▶ [EXERCISE PASSAGE]:

=== Section Start ===

"Over 40 million Yakult products are consumed every day."
What's in a Yakult?
One bottle contains a minimum of 20 billion cells of the unique strain of bacteria discovered by scientist Dr Shirota. The strain is scientifically proven to reach the gut alive. There are absolutely no colourings whatsoever in Yakult. Its colour is a natural result of caramelisation during the production process.
Red or blue?
Today, there are two different types of Yakult available in the UK; the original version (in the red packaging) and Yakult Light (in the blue packaging). Yakult Light is enriched with vitamin D & E and contains less sugar – but other than that they are essentially the same – and, most importantly, both are guaranteed to contain at least 20 billion bacteria per bottle.
What's in a name?
When he developed Yakult back in 1935, scientist Dr Shirota was keen to choose a name that could be understood globally, and so chose the word 'Yakult' from the 'universal language' of Esperanto. The word actually means 'yoghurt' – but Yakult is not a yoghurt; it is a fermented skimmed milk drink. Both the company and the drink are called 'Yakult'.

=== Section End ===

▶ [EXERCISE INSTRUCTIONS]:
A: Reproduce the part of the Yakult passage starting with "Today, there are" and going on through "What's in a name?".
B: According to the Yakult passage, what does the word 'Yakult' mean in Esperanto?
The data that comes next is separate from the Yakult passage.

▶ [Dataset entries]:
=== Section Start ===

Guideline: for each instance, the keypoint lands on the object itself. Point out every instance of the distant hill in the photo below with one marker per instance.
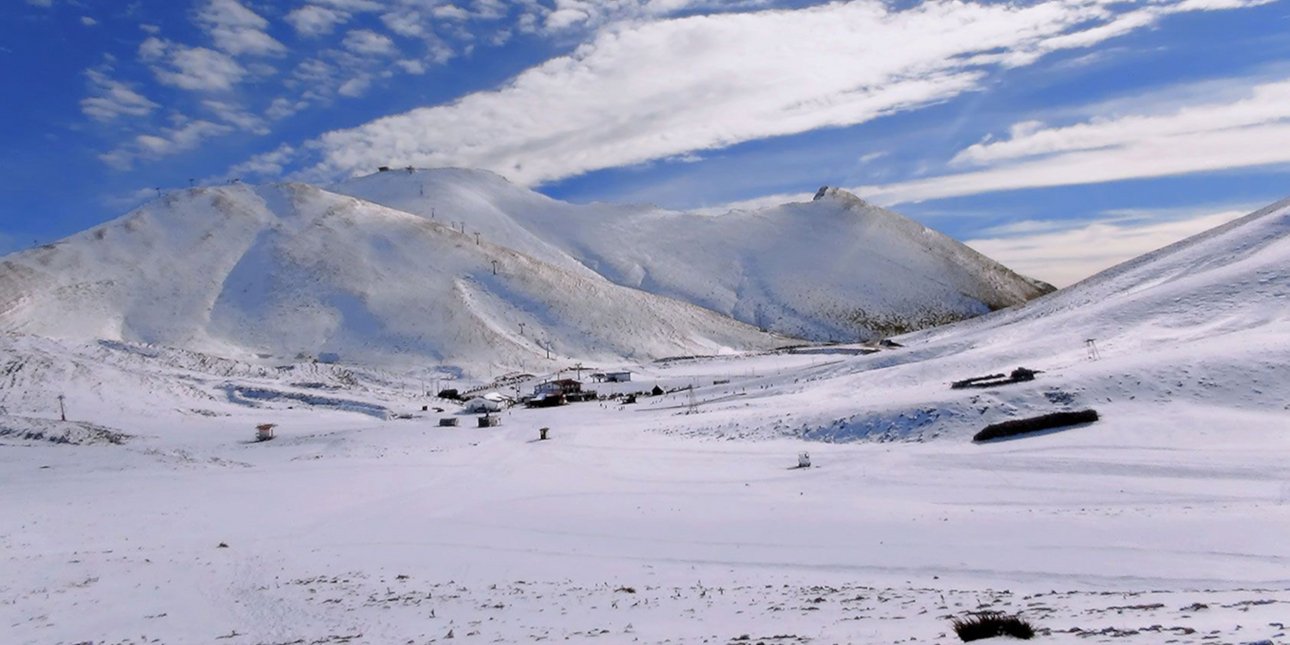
(832, 268)
(292, 270)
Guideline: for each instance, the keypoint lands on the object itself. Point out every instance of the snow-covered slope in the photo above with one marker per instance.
(832, 268)
(289, 270)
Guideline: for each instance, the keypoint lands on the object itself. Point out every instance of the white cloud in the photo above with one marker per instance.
(316, 21)
(236, 29)
(236, 116)
(368, 43)
(355, 87)
(268, 164)
(170, 141)
(645, 90)
(112, 98)
(190, 67)
(1063, 253)
(1204, 136)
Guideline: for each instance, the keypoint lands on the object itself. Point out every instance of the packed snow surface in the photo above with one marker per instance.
(832, 268)
(681, 517)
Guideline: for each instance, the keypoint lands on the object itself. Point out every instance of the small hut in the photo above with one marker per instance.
(265, 431)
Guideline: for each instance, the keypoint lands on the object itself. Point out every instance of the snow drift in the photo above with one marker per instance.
(836, 268)
(294, 271)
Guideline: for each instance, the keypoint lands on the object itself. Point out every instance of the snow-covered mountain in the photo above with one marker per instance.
(294, 270)
(461, 268)
(832, 268)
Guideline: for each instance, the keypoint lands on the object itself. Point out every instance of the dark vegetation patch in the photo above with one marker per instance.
(1018, 376)
(988, 625)
(1014, 427)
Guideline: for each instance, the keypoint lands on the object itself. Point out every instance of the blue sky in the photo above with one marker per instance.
(1057, 136)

=== Section End ===

▶ [RESPONSES PER TASK]:
A:
Today, there are two different types of Yakult available in the UK; the original version (in the red packaging) and Yakult Light (in the blue packaging). Yakult Light is enriched with vitamin D & E and contains less sugar – but other than that they are essentially the same – and, most importantly, both are guaranteed to contain at least 20 billion bacteria per bottle.
What's in a name?

B: It means 'yoghurt'.